* [Task description]:
Read through the entries below and copy each line where "cliff" turns up.

* [Given data]:
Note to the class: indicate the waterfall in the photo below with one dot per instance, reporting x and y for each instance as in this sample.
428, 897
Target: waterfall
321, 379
==
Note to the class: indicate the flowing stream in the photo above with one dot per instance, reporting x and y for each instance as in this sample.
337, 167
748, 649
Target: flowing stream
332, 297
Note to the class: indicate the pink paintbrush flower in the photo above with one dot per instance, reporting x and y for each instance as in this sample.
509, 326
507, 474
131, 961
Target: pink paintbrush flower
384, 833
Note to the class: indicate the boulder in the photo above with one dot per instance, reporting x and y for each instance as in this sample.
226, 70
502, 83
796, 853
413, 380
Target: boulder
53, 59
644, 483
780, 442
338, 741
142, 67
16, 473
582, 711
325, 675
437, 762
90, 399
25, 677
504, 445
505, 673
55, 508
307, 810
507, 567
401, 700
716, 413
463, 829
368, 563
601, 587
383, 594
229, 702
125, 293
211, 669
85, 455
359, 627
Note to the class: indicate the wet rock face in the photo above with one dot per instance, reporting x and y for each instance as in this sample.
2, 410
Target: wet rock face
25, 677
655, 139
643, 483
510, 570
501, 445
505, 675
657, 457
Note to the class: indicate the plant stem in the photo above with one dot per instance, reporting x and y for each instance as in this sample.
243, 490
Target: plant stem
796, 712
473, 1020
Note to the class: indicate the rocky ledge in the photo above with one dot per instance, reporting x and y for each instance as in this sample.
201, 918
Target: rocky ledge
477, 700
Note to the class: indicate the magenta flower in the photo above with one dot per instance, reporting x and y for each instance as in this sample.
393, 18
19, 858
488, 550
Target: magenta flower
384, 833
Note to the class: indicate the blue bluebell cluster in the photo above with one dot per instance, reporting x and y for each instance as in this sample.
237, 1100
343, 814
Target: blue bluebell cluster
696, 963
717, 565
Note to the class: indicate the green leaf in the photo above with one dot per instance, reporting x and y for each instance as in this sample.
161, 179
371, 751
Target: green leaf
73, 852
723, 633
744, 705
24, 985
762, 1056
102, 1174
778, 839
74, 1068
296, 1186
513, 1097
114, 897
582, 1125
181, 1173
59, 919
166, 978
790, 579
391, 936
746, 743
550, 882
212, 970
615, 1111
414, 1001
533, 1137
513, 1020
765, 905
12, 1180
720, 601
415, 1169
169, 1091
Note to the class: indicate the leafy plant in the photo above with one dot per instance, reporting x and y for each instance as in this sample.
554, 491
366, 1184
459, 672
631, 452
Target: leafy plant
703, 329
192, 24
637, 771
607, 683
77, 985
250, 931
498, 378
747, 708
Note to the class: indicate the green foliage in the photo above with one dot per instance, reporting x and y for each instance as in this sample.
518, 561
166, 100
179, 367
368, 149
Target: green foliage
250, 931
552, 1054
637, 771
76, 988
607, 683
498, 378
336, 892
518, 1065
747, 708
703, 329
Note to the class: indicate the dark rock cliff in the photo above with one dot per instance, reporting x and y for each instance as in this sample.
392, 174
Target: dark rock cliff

* [Result below]:
Note to the class: indicate the dark rock cliff in the photo above with one dot per instance, reporting x and y for each instance as in this sample.
Target: dark rock cliff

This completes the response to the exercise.